> DATA SHOWN
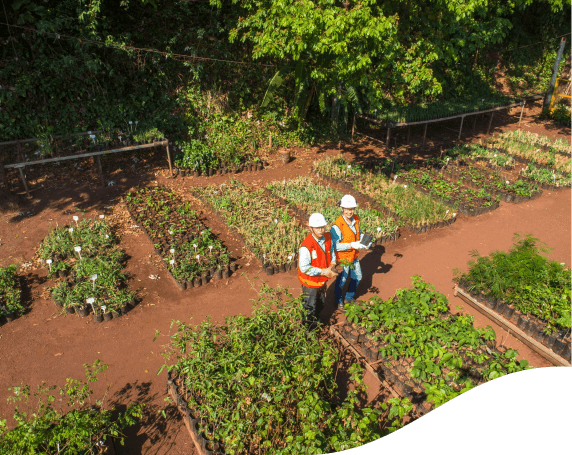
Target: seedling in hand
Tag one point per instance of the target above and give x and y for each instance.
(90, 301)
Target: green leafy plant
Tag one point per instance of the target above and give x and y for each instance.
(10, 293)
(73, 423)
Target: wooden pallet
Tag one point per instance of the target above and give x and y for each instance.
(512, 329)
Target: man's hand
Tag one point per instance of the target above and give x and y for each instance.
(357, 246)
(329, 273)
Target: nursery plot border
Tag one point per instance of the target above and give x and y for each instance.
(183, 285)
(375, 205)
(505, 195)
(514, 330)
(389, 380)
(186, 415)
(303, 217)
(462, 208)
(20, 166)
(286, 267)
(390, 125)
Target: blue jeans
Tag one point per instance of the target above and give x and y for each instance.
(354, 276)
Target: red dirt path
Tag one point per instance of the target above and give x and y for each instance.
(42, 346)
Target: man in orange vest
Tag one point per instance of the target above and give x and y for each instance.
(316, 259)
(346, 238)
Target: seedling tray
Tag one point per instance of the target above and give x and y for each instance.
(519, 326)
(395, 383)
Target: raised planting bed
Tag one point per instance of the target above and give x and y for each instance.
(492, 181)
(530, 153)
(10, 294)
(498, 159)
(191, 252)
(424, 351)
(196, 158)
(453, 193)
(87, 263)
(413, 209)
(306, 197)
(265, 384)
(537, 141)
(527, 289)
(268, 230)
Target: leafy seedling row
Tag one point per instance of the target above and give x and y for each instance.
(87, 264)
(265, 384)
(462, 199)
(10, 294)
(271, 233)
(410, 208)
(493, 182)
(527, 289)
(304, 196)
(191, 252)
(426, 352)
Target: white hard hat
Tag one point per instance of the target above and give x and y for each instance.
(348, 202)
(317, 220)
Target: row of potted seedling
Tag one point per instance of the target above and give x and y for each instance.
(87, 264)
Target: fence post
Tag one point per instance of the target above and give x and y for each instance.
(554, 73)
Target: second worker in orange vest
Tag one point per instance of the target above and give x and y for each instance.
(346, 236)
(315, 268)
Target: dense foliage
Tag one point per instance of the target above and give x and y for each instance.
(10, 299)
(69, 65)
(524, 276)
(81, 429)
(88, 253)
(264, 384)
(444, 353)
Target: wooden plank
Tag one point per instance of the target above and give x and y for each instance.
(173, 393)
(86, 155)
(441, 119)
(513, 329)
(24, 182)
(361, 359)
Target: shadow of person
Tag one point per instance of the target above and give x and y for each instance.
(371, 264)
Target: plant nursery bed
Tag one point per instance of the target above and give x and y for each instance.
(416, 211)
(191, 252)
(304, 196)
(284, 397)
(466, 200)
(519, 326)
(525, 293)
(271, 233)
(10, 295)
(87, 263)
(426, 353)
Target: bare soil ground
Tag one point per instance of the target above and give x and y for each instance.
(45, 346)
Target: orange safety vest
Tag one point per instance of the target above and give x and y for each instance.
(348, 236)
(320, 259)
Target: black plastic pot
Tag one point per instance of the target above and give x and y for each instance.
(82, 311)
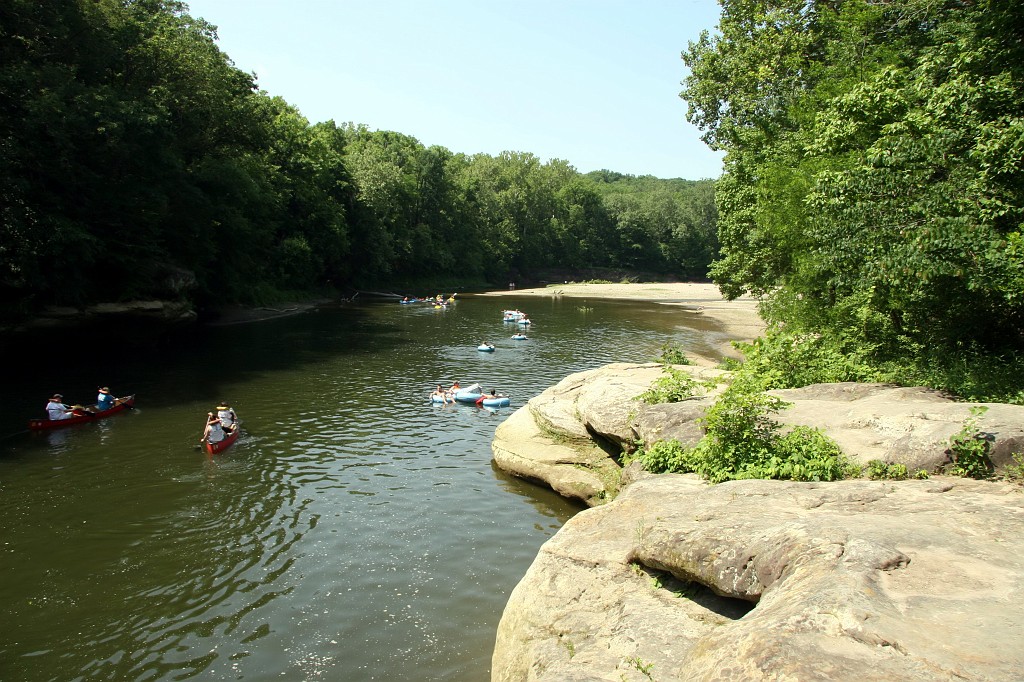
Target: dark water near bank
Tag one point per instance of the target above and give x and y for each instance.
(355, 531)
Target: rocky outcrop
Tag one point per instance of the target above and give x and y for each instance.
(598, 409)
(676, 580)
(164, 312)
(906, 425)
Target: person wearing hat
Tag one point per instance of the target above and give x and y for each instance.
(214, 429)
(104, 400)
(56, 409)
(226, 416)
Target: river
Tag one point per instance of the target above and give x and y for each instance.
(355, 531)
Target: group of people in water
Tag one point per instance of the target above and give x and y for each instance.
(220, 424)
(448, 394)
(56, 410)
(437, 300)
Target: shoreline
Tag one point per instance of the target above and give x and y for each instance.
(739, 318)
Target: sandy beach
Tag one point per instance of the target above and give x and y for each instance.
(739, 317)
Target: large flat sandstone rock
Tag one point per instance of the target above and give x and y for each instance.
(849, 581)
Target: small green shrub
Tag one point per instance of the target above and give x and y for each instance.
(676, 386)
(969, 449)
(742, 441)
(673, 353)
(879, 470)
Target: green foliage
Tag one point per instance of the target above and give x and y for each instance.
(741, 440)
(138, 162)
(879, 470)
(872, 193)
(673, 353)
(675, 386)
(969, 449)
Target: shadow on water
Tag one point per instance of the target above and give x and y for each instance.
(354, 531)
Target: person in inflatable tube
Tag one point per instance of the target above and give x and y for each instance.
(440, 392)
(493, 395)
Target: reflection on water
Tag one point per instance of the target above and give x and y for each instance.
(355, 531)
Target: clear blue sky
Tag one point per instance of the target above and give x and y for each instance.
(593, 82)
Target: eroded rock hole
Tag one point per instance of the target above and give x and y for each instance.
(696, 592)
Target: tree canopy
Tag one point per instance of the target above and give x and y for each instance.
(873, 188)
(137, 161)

> EXERCISE DIRECTIONS
Rewrite all of the records above, replacing "Tag" with "Mark" everywhere and leaving everything else unchanged. Omit the pictures from your answer.

> FINAL ANSWER
Target: seedling in hand
Mark one point per instance of the target above and give x and y for each instance.
(90, 301)
Target: green leafy plant
Mark one point per instance of the target above and give x and y for each instance.
(10, 293)
(73, 423)
Target: wooden pallet
Mark one point per instance of the target above and give x and y for each instance.
(512, 329)
Target: man's hand
Mark one point per instance of the target above and give x and y for each instance.
(357, 246)
(329, 273)
Target: nursery plot border
Mark one point per instance of the target above and give x and y for each instance.
(183, 285)
(375, 205)
(505, 195)
(514, 330)
(389, 380)
(186, 415)
(303, 217)
(462, 208)
(20, 166)
(286, 267)
(390, 125)
Target: blue jeans
Mark one point per instance of the target above and give x and y for each instance.
(354, 276)
Target: red dirt path
Mark one point per instance of the target above and give x and y for each instance.
(42, 346)
Target: man in orange vest
Mark one point per instance of the target above and give x and y for each instance.
(316, 259)
(346, 238)
Target: seedling tray
Mark one point per instance of the target above and give x and y for each instance.
(519, 326)
(395, 383)
Target: raised planting bed
Mark one point per instance of the target above and give x and y for each instance.
(492, 181)
(530, 153)
(10, 294)
(498, 159)
(191, 252)
(424, 351)
(196, 158)
(453, 193)
(87, 263)
(413, 209)
(306, 197)
(265, 384)
(537, 141)
(527, 289)
(268, 230)
Target: leafy seedling row
Mark one point per instance of the target above and give x and y for each instance.
(87, 264)
(265, 384)
(462, 199)
(10, 294)
(271, 233)
(410, 208)
(493, 182)
(527, 289)
(304, 196)
(191, 252)
(426, 352)
Target: white hard hat
Mark one point per instance of the target above and give x and y for each instance.
(348, 202)
(317, 220)
Target: row of potted seedling
Mark one point per instance of the target above and give x and y for each instance.
(87, 264)
Target: fence post
Mark one point per instance of the target above and give x and y for each instance.
(554, 73)
Target: second worker in orange vest
Mark one point per instance of the target above and give x and y for each instance.
(346, 236)
(315, 268)
Target: dense foliage
Mark one point per instance of the target above and give x and y for each instance.
(10, 299)
(69, 65)
(524, 276)
(81, 429)
(88, 253)
(264, 384)
(444, 353)
Target: wooden plank
Mark one point per instance of the target above and give x and y for each instance.
(173, 393)
(86, 155)
(441, 119)
(513, 329)
(24, 182)
(361, 359)
Target: shadow of person
Mark one point per instance of the target above and give x and y for each instance.
(371, 264)
Target: plant nursery bed
Mark one point per instance of the target above and give x and y for each instance.
(416, 211)
(191, 252)
(304, 196)
(284, 397)
(466, 200)
(519, 326)
(525, 293)
(271, 233)
(10, 295)
(87, 263)
(426, 353)
Target: bare soil ground
Mark one point per instance of the target above and give x and y for each instance.
(45, 346)
Target: orange safety vest
Mark one point per instance of the target above and give x and y for each instance.
(348, 236)
(320, 259)
Target: black plastic pot
Mark one point per instance of the target above and give x and y for each instance.
(82, 311)
Target: dark water near bank
Mark one point per instance of the target above and give x and y for each instance.
(355, 531)
Target: rocky outcrop
Mark one point per instance of the target above and give x and y for each instance.
(598, 409)
(676, 580)
(164, 312)
(906, 425)
Target: person wearing hat
Mark one point per instance of the target above and give x and y for each instance.
(214, 429)
(104, 400)
(56, 409)
(226, 416)
Target: river
Mark one point per instance of the target above and give x and y for each instance.
(355, 531)
Target: group of people in water
Mark one point per instance of the target above and give x and y for each instance.
(220, 424)
(448, 394)
(56, 410)
(437, 300)
Target: shoreline
Mark one point per instance of the target above and give x and y for each instance.
(739, 318)
Target: sandy beach
Mark one point per instance of the target above and give x and y for each instance.
(739, 317)
Target: large flat sandstone rock
Mark one point per instance of the target above and give x and y for each instance.
(849, 581)
Target: small green shrub
Mark one point per instance of the target above and give x and y for each instance.
(676, 386)
(969, 449)
(742, 441)
(673, 353)
(879, 470)
Target: green foliage
Mark one point per instance of the target above and give x and y for each instance.
(741, 440)
(138, 162)
(879, 470)
(872, 193)
(673, 353)
(675, 386)
(969, 449)
Target: shadow on water
Mark one point per instance of the target above and give x and y for each instance.
(354, 531)
Target: person in inflatable tube
Mark one point per instance of the target above and give x and y for each instance.
(440, 392)
(493, 395)
Target: reflection on water
Mark one point per instance of the target above and give x and y for each instance.
(355, 531)
Target: clear blue sky
Mark one point per instance of the target above and give x and y for each instance.
(593, 82)
Target: eroded rock hole
Mark one point per instance of the target above and give x and y for each instance.
(696, 592)
Target: tree canopy
Mark one point per instance of the target above and give x and y for each instance.
(873, 188)
(137, 161)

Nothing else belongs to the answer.